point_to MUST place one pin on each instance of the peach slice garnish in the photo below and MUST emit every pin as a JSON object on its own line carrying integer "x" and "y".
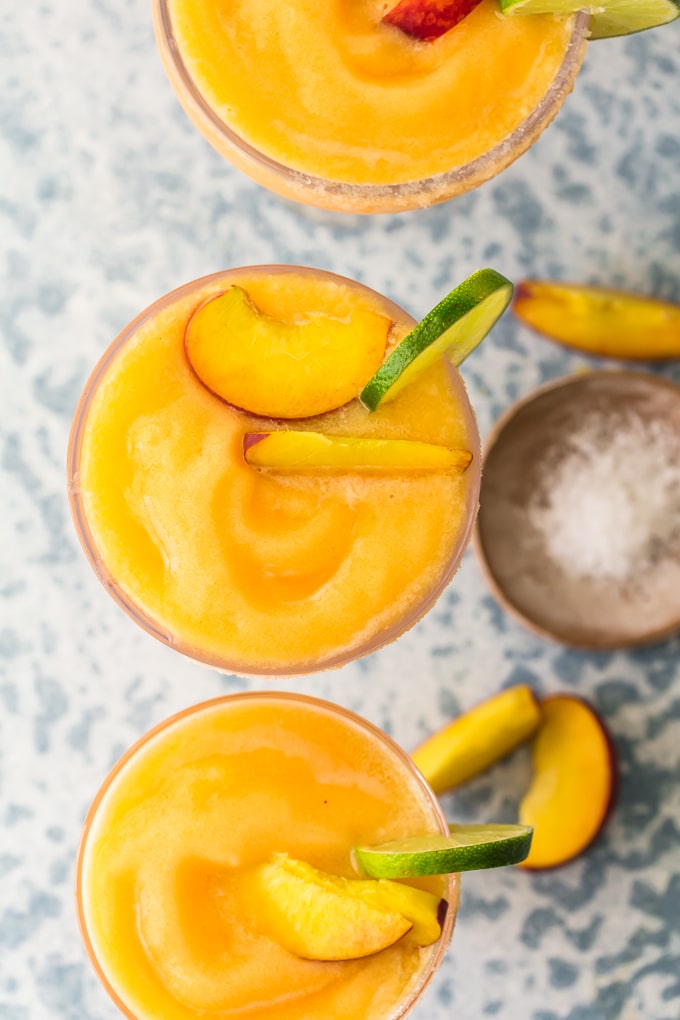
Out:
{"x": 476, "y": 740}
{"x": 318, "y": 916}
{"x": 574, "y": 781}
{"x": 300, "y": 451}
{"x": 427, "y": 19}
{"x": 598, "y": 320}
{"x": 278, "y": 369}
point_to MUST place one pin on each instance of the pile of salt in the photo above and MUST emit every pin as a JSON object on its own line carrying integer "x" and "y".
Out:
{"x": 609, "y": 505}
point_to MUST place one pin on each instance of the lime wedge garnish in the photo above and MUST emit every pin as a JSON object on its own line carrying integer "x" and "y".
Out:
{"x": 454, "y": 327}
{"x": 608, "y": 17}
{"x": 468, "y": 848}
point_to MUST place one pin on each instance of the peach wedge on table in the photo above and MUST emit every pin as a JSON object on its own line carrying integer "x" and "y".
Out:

• • • • •

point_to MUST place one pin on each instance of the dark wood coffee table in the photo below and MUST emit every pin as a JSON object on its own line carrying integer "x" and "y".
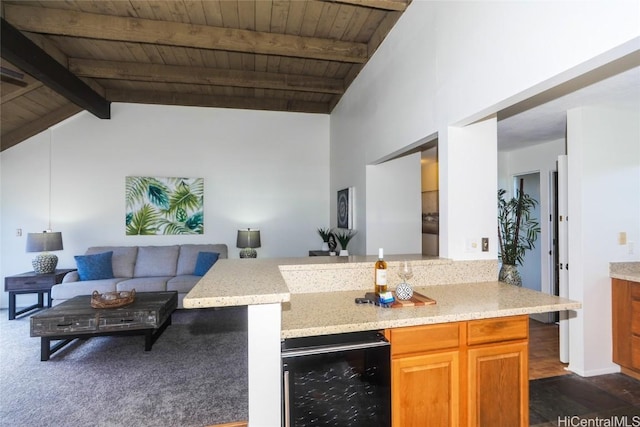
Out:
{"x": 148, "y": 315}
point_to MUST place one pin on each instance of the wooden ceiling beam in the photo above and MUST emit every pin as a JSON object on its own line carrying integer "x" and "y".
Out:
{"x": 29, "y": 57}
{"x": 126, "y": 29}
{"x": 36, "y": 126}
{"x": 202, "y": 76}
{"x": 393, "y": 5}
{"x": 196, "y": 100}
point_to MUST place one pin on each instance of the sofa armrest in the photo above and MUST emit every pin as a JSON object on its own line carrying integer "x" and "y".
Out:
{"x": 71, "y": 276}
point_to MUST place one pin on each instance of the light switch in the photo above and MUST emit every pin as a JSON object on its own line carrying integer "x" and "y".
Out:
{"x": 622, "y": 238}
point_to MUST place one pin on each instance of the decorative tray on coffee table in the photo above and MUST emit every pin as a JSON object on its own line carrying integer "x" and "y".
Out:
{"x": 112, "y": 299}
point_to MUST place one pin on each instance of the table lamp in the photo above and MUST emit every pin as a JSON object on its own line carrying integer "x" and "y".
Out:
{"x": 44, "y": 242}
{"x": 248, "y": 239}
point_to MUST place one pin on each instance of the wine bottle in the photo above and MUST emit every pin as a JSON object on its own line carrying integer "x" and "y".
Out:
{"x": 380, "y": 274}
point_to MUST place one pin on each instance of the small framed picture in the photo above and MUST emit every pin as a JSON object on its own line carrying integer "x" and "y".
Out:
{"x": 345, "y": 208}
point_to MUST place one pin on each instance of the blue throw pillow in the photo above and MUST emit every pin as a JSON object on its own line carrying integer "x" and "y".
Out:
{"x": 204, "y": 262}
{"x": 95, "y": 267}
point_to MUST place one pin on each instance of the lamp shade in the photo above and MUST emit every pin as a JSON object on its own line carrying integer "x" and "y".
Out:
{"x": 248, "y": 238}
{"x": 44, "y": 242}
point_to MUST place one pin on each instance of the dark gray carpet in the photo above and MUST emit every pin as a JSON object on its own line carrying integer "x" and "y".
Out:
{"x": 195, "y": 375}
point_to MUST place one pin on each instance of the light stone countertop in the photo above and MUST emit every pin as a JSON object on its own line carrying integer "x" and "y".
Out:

• • • • •

• Task prompt:
Extract every row above that contains the word "lamp", treating uppercase and lowercase letters as different.

• Solution to the problem:
point_to MUST place one pin on each instance of the table lamp in the photo above and MUST emit every pin as a JSON object on its own line carrying integer "x" and "y".
point_to MUST place one pin on each instance of the lamp shade in the photo above and MUST emit every pin as a JSON object on its own line carrying integer "x" and "y".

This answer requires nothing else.